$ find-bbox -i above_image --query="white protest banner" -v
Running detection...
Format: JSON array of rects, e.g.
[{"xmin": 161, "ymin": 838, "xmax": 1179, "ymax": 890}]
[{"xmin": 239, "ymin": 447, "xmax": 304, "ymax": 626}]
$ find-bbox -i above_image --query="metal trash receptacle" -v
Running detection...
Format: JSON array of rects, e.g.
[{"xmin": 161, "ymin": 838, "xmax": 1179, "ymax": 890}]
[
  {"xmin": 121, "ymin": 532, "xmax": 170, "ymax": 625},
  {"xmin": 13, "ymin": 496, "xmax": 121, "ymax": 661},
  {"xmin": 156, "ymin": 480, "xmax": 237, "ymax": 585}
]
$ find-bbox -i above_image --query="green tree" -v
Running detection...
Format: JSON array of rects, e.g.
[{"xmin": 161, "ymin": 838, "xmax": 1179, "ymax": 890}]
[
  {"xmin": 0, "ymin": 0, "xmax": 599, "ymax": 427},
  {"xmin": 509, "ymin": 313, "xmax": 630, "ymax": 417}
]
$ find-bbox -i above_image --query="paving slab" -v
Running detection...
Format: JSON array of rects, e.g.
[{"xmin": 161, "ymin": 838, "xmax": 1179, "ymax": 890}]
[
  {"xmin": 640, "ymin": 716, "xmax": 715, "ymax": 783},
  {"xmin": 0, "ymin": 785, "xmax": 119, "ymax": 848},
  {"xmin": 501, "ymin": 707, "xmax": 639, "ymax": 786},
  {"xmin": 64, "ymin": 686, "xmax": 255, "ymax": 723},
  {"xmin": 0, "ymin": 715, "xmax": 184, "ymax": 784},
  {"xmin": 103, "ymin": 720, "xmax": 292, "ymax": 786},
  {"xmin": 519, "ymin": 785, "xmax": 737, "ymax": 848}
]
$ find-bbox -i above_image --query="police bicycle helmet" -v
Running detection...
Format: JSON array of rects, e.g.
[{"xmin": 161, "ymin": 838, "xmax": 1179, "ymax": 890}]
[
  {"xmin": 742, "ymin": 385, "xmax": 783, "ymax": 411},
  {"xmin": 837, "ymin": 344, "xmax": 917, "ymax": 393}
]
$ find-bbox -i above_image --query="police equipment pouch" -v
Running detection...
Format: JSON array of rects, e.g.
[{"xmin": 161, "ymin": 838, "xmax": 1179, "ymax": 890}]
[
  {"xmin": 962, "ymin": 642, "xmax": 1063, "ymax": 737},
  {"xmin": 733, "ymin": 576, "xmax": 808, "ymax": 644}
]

== == ==

▸ JOB: Pick out each line in the rows above that contains the string "query", and copy those lines in full. Letter case matters.

▸ WRITTEN REPLY:
$ find-bbox -i above_image --query="white protest banner" -v
$ find-bbox -i above_image --query="metal trash receptacle" -v
$ find-bbox -i above_image --query="green tree" -v
$ find-bbox -i above_image --query="paving slab" -v
$ find-bbox -i above_image --query="police bicycle helmet" -v
$ find-bbox -i above_image --query="police equipment pouch" -v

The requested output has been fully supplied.